- TASK OBJECTIVE
Nothing in the entries may be dropped: restate them word for word.

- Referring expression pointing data
>>

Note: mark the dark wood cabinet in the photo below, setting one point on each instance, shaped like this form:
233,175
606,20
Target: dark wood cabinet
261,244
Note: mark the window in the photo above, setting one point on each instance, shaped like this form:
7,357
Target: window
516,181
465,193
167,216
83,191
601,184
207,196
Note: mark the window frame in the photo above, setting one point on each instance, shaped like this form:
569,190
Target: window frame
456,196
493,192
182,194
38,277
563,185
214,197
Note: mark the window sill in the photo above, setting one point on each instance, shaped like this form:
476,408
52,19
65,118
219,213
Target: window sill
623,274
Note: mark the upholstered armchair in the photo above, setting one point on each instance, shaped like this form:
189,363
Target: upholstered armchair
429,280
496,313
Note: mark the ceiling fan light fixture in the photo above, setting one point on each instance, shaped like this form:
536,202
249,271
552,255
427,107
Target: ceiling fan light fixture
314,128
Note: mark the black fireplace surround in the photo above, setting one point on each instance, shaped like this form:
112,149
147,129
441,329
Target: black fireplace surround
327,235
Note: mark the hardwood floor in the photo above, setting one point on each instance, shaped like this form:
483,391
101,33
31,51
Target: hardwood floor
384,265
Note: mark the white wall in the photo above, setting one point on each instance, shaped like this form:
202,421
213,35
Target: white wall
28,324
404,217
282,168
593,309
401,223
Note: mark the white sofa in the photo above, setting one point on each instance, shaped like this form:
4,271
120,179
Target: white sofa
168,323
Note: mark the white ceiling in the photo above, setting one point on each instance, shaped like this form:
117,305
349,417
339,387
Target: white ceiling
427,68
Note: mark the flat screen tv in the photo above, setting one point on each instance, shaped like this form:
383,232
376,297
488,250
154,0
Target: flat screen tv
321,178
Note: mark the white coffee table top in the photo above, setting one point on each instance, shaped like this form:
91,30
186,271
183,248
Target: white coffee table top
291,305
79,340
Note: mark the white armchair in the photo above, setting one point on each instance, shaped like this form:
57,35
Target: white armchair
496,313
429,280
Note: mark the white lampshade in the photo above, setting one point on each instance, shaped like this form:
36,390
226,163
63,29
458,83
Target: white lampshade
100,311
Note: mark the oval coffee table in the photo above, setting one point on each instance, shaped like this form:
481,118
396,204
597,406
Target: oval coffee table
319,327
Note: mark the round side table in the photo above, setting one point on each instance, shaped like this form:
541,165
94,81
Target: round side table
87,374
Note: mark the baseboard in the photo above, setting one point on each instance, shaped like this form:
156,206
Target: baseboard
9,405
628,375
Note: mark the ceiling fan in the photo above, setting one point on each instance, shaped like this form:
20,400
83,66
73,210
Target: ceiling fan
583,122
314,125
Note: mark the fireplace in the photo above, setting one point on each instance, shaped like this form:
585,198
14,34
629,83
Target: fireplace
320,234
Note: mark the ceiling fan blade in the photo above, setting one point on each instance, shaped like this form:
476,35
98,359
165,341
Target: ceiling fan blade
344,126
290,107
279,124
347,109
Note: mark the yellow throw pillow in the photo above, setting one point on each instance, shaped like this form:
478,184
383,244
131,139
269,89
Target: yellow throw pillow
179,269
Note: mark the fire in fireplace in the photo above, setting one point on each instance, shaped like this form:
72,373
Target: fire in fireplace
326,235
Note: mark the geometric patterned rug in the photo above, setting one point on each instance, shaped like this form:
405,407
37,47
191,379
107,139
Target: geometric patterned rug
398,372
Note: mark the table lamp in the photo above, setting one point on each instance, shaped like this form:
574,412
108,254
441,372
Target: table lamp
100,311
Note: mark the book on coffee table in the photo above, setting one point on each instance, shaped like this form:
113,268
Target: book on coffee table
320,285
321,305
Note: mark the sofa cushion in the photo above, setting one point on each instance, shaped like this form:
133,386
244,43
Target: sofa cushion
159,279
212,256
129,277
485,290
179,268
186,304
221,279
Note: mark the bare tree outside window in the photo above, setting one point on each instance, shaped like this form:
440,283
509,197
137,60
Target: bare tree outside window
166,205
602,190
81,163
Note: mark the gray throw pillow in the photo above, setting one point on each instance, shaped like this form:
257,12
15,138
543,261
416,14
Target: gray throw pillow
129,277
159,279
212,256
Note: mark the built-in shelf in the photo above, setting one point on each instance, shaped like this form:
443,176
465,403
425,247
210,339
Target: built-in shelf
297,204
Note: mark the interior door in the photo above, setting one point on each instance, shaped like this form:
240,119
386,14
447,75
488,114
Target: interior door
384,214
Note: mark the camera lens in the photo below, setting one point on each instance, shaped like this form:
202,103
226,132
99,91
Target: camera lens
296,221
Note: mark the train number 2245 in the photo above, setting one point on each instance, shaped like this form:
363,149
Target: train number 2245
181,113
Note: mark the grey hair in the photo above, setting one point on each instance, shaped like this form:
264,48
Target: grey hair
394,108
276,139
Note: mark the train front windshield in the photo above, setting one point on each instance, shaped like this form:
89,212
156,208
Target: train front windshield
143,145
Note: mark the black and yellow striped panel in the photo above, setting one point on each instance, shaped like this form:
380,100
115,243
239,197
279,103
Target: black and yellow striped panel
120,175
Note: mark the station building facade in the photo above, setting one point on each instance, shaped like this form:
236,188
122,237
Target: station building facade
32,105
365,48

<<

- FINAL ANSWER
Note: mark the dark wood cabinet in the photo below, setting one point on each instance, shaped like this form:
233,175
606,20
Target: dark wood cabinet
261,244
Note: mark the window in the photo above, setting one point on each instance, shaped like this form:
7,357
Target: window
516,181
465,193
167,216
83,191
601,184
207,196
Note: mark the window frame in the photo above, setting one point on each instance, shaped like this form:
569,190
Target: window frame
456,196
493,192
182,194
38,277
563,185
214,197
Note: mark the window sill in the photo above, setting one point on each instance, shaped like this form:
476,408
52,19
65,118
219,213
Target: window sill
623,274
Note: mark the upholstered armchair in the photo above, setting one point on each instance, shaped like this form:
189,363
Target: upholstered armchair
429,280
496,313
Note: mark the ceiling fan light fixture in the photo above, setting one point on each instance, shaped like this form:
536,202
249,271
552,255
427,107
Target: ceiling fan light fixture
314,128
Note: mark the black fireplace surround in the photo above, setting one point on each instance, shaped like this form:
112,149
147,129
441,329
Target: black fireplace surround
327,235
Note: mark the hardwood floor in the photo above, setting one point on each instance, shaped like this form:
483,391
101,33
31,51
Target: hardwood floor
384,265
Note: mark the white wall in the photo above, setting one point on each instance, shaped like this form:
202,421
213,35
Target: white wall
28,324
404,217
282,168
593,309
401,223
Note: mark the white sofa in the photo above, setting one point on each instance, shaped like this form:
4,271
120,179
Target: white sofa
168,323
Note: mark the white ceiling in the photo above, setting one point on each instance, shaped like this form:
117,305
349,417
339,387
Target: white ceiling
427,68
Note: mark the flat screen tv in the photo above, setting one point on each instance, shaped like this form:
383,232
376,297
488,250
154,0
Target: flat screen tv
321,178
Note: mark the white coffee table top in the photo above, setting one point on each instance, shaped like this form:
91,30
186,271
183,248
Target: white coffee table top
291,305
79,340
Note: mark the white armchair in the photo above, setting one point on each instance, shaped like this form:
57,35
Target: white armchair
496,313
429,280
Note: mark the white lampshade in the photo above, setting one point on each instance, shaped like this form:
36,390
226,163
63,29
458,83
Target: white lampshade
100,311
Note: mark the oval coffee table in the photo above, setting one point on each instance, shaped like this form:
481,118
396,204
597,406
Target: oval coffee table
319,327
Note: mark the round side table in the photo above, setting one point on each instance, shaped like this form:
541,165
94,81
Target: round side table
87,374
Note: mark the baseboard in the photo above, setting one point on each instance, shaped like this form:
156,206
Target: baseboard
9,405
628,375
Note: mark the ceiling fan in the photo above, setting one point on each instance, shaped like this form:
20,400
83,66
73,210
Target: ceiling fan
583,122
314,125
Note: mark the fireplace in the photo above, setting one point on each instance, shaped like this form:
585,198
14,34
629,83
Target: fireplace
320,234
Note: mark the ceiling fan blade in the photo above, setting one point on each instance, shaped like this form:
476,35
98,359
165,341
Target: ceiling fan blade
344,126
290,107
279,124
347,109
Note: mark the yellow throw pillow in the photo above, setting one point on each instance, shaped like this form:
478,184
383,244
131,139
269,89
Target: yellow throw pillow
179,269
Note: mark the fire in fireplace in the photo above, setting one point on each instance, shaped like this form:
72,373
Target: fire in fireplace
326,235
Note: mark the geometric patterned rug in the photo above, setting one point on each instance, shaped like this form:
405,407
37,47
191,379
107,139
Target: geometric patterned rug
398,372
Note: mark the table lamp in the photo above, setting one point on each instance, shaped like this form:
574,412
108,254
441,372
Target: table lamp
100,311
Note: mark the book on coffee table in the photo above, setting one point on each instance, shaped like this form:
113,268
Target: book on coffee table
320,285
321,305
Note: mark the sofa cushion in the photo above, setting one point on each instance, shaped like this form:
133,386
244,43
Target: sofa cushion
159,279
212,256
129,277
485,290
179,268
186,304
221,279
Note: mark the bare tree outside window in the photo above, setting one point on each instance, shaped like this form:
440,283
509,197
137,60
Target: bare tree outside window
166,205
602,190
81,163
Note: mark the gray throw pillow in the photo above, setting one point on each instance, shaped like this form:
257,12
15,138
543,261
416,14
Target: gray throw pillow
129,277
159,279
212,256
Note: mark the built-in shelf in the photo above, setting one point on each instance, shaped like this form:
443,176
465,403
425,247
210,339
Target: built-in shelf
297,204
Note: mark the interior door in the photo above, setting one point on each instance, shaped like this form:
240,119
386,14
447,75
488,114
Target: interior door
384,214
Note: mark the camera lens in the photo below, setting one point on each instance, shaped like this form:
202,103
226,132
99,91
Target: camera lens
296,221
Note: mark the train number 2245 in the photo above, setting one point on each instance, shaped like this form:
363,149
Target: train number 2245
181,113
Note: mark the grey hair in the photo above, setting one point on each instance, shaped like this form:
264,48
Target: grey hair
394,108
276,139
Note: mark the train front windshield in the photo above, setting one point on each instance, shaped like this form:
89,212
156,208
Target: train front windshield
143,145
Note: mark the black and yellow striped panel in the photo above, setting one point on each instance, shaped like this form:
380,100
115,243
239,197
279,103
Target: black and yellow striped panel
120,175
Note: mark the station building facade in the photo above, setting one point on each instance, shaped like this form:
236,188
122,237
Target: station building facade
32,105
365,48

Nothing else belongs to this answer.